Provided records:

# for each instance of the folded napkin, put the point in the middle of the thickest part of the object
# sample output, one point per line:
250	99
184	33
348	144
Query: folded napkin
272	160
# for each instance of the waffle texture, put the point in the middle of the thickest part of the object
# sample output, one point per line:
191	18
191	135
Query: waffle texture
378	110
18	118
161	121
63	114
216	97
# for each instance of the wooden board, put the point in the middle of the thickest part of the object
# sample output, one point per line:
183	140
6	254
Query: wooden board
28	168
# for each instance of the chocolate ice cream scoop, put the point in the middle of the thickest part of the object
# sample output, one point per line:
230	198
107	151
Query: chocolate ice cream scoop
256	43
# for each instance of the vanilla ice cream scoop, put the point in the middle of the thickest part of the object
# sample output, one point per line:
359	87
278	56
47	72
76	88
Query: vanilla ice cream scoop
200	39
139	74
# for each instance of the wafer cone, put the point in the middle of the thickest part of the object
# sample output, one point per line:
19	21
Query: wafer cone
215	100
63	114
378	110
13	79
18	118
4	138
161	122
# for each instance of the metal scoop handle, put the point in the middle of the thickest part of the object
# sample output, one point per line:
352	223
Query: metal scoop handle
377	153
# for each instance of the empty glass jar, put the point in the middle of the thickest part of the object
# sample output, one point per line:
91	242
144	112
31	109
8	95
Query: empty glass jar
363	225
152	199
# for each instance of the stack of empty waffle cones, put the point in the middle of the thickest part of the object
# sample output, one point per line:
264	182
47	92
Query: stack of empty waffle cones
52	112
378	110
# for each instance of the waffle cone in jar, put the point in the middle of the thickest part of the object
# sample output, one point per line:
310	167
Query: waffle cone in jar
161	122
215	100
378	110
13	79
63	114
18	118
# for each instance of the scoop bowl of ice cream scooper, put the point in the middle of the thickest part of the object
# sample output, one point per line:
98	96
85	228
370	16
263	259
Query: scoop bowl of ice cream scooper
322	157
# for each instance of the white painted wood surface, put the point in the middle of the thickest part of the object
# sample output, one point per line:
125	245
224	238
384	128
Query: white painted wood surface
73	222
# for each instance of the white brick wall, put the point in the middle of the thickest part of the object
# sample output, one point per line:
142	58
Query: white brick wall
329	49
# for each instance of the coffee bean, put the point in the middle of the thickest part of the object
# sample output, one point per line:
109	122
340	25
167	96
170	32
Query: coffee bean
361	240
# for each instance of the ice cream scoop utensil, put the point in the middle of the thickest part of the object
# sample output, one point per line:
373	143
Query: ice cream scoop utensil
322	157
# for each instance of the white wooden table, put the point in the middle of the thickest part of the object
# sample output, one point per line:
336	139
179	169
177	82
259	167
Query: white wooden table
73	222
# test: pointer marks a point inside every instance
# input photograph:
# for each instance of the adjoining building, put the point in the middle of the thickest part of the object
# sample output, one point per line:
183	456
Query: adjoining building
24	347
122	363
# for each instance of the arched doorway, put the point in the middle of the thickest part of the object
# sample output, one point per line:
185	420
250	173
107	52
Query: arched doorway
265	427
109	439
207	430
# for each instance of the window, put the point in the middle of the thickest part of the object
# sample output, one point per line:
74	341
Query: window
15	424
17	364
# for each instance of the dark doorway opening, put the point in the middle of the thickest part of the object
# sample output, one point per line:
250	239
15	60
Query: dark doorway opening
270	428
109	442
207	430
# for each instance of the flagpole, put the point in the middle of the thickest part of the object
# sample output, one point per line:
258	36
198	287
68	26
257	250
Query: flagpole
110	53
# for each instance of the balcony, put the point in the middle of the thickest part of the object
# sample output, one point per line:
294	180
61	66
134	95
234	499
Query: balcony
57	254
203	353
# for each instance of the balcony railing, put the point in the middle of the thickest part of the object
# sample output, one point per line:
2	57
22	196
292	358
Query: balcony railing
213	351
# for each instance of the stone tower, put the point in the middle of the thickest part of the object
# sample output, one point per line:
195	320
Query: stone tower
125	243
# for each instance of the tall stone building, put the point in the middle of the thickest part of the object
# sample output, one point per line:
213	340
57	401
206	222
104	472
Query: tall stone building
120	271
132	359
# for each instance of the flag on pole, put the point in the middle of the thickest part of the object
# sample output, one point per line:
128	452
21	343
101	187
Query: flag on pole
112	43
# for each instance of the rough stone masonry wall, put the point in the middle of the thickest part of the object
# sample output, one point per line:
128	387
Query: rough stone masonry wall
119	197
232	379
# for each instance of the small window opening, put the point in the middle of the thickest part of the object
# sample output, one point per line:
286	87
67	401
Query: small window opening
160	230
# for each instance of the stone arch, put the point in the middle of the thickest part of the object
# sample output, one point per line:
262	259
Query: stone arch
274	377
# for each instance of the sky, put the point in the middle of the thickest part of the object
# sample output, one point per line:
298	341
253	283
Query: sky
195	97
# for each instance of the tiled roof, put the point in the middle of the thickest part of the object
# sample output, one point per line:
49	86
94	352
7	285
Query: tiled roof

Task:
What you give back must be the stretch above, starting at the line with "Query: white wooden table" and ending at the line with "# for each instance of the balcony railing, put", copied exactly.

Solution to this problem:
Query: white wooden table
73	222
# test: pointer marks a point inside every instance
# input photograph:
# for each instance of the adjoining building, put the point in the middle of the thickest part of the object
# sample output, one point per line:
183	456
Query: adjoining building
24	347
122	363
# for each instance of the arched doorway, put the point in the middle of the thickest part of the object
# sample output, one point per line:
185	420
250	173
107	52
Query: arched doorway
265	427
109	439
207	430
# for each instance of the window, put the point in the middle of the thickest part of the object
# sample output, one point per line:
74	341
Query: window
15	424
17	364
# for each instance of the dark doorway opening, put the point in the middle of the thickest part of the object
# sample output, one point per line:
250	239
15	60
Query: dark doorway opening
270	428
109	442
207	430
# for each instance of the flagpole, put the point in the middle of the thickest part of the object
# sample output, one point per line:
258	36
198	287
68	26
257	250
Query: flagpole
110	53
# for each instance of the balcony, put the point in the middle of the thickest part of the object
# sample output, one point per line:
294	180
61	66
134	95
234	499
Query: balcony
57	254
203	353
# for each instance of the balcony railing, put the point in the middle of the thickest part of the object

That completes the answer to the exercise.